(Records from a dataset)
====

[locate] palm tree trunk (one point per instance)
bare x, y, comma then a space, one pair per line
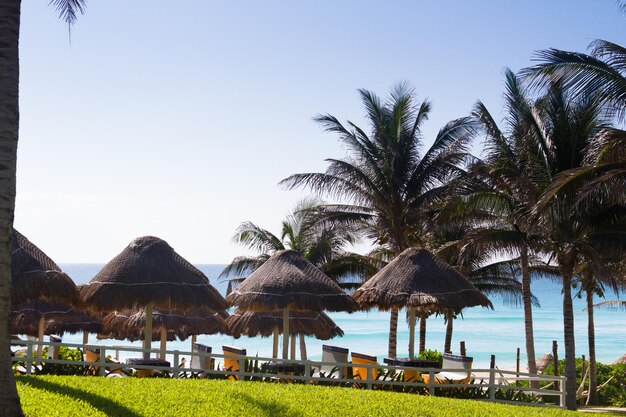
568, 335
9, 124
422, 334
393, 332
449, 328
528, 316
592, 399
302, 348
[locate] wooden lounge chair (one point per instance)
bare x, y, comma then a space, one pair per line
231, 361
113, 371
455, 377
201, 359
360, 372
336, 355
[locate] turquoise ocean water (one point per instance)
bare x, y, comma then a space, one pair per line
485, 332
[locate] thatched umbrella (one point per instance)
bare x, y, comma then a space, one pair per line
75, 322
416, 279
148, 274
35, 277
302, 323
621, 359
166, 325
288, 281
30, 319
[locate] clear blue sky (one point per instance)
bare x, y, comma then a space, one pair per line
178, 119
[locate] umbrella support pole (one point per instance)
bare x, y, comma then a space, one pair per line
412, 333
302, 348
40, 337
422, 334
286, 333
163, 343
147, 333
275, 344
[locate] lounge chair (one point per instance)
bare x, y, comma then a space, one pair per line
113, 371
336, 355
362, 373
201, 359
456, 377
231, 361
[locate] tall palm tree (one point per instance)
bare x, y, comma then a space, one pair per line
387, 182
497, 195
322, 243
574, 236
603, 73
9, 126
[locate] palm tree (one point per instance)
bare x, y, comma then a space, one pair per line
575, 235
322, 243
603, 73
9, 126
497, 195
387, 182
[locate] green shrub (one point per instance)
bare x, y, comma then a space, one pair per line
432, 355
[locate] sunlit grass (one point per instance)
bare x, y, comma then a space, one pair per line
47, 396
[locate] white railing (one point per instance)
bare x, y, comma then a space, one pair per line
497, 380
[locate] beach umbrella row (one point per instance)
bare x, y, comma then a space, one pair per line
154, 293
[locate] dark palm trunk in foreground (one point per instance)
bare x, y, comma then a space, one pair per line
568, 335
393, 332
593, 380
528, 316
9, 123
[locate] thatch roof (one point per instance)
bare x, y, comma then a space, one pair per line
621, 359
130, 325
25, 317
150, 271
308, 323
544, 361
288, 280
75, 322
416, 278
35, 277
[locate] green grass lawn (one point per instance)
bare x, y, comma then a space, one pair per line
49, 396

====

__Prompt__. Lay out the items above as a two-column CSV with the headers "prompt" and "points", one row per item, putting its text and its answer each in a single quoted field with line breaks turned into spaces. Leave the pictures out.

__Result for this exercise__.
prompt,points
"[locate] palm tree trunk (one point per instance) bare x, y, comma then a space, one pair per line","568, 335 9, 124 422, 334 393, 332 449, 328 528, 316 592, 399 302, 348"
"[locate] wooden lounge chair (one point per instance) bare x, y, comma then a space, one pair per line","231, 361 113, 371 455, 377 201, 359 360, 372 336, 355"
"[locate] turquoise ocean water (one point per instance) bare x, y, comma then a space, one pair per line","485, 332"
"[locate] thatched umbrella (one point per instance) bare x, y, comma then a space, one pair per line","75, 322 416, 279 148, 274 35, 277 302, 323 621, 359 166, 325 288, 281 30, 319"
"[locate] clear blue sky (one point per instance) bare x, y, comma then a space, one pair per line","178, 119"
"[locate] umbrella support pole (one point per instance) bare x, y, comma then a space, one pair per line","412, 333 302, 348 40, 337 422, 334 286, 333 163, 343 147, 333 275, 344"
"[locate] lounge chair (one point per instance) bare x, y, comma then a space, one pair per line","113, 371 336, 355 362, 373 201, 359 456, 377 231, 361"
"[locate] tall palm tree (one point per instance) bare x, y, comma then a space, one pair per line","387, 182 497, 195 322, 243 574, 236 603, 73 9, 126"
"[locate] palm tree (one point per instance) bare x, y, comma then a space, one pair per line","575, 235 322, 243 603, 73 9, 126 497, 195 387, 182"
"[locate] green shrub (one point per instance) bare x, y, comma then a space, one pair per line","432, 355"
"[locate] sunlit grass (one point per instance) bare x, y, comma then a space, one pair per line","47, 396"
"[locate] white railing (one point per instance) bare x, y, comma then a space, one pair per line","497, 380"
"[locate] beach umbrella row (one point per instance) bare x, y, comma then a space, one pair per line","154, 293"
"[locate] dark palm trunk in foreground (one point per instance) bare x, y, comma then a space, one pair per line","568, 335 393, 332 593, 380 528, 316 9, 123"
"[locate] thatch roof (one point per instance) bare x, y, comma then a space, one pair per line","621, 359 130, 325 25, 317 150, 271 308, 323 544, 361 288, 280 75, 322 416, 278 35, 277"
"[locate] green grass lawn (one point per instance) bare x, y, comma then a space, one pair per line","49, 396"